Shape boundary entries:
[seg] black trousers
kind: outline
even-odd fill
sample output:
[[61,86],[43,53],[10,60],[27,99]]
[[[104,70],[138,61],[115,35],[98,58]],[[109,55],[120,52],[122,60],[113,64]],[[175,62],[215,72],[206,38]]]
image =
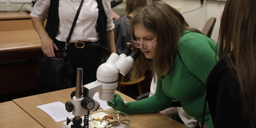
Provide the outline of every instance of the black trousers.
[[[59,51],[62,52],[65,43],[56,40],[55,43]],[[96,72],[99,66],[101,64],[100,54],[99,49],[89,47],[80,48],[76,47],[74,43],[70,43],[68,45],[66,53],[70,58],[71,63],[74,70],[72,78],[74,87],[75,86],[76,79],[76,68],[82,68],[83,69],[83,85],[95,81],[97,79]]]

* **TASK PROMPT**: Copy the entries above word for word, leaving out the pictures.

* **FINISHED TASK**:
[seg] black trousers
kind: outline
even-odd fill
sample output:
[[61,86],[43,53],[10,60],[27,99]]
[[[104,70],[138,61],[115,35],[98,58]],[[109,55],[120,52],[122,60],[113,64]],[[175,62],[215,72],[206,38]]]
image =
Provide the outline of every instance of the black trousers.
[[[59,51],[62,52],[65,43],[56,40],[55,43]],[[96,72],[99,66],[101,64],[100,54],[99,49],[89,47],[80,48],[76,47],[74,43],[70,43],[68,45],[66,53],[70,58],[71,63],[74,70],[72,78],[74,87],[75,86],[76,79],[76,68],[82,68],[83,69],[83,85],[95,81],[97,79]]]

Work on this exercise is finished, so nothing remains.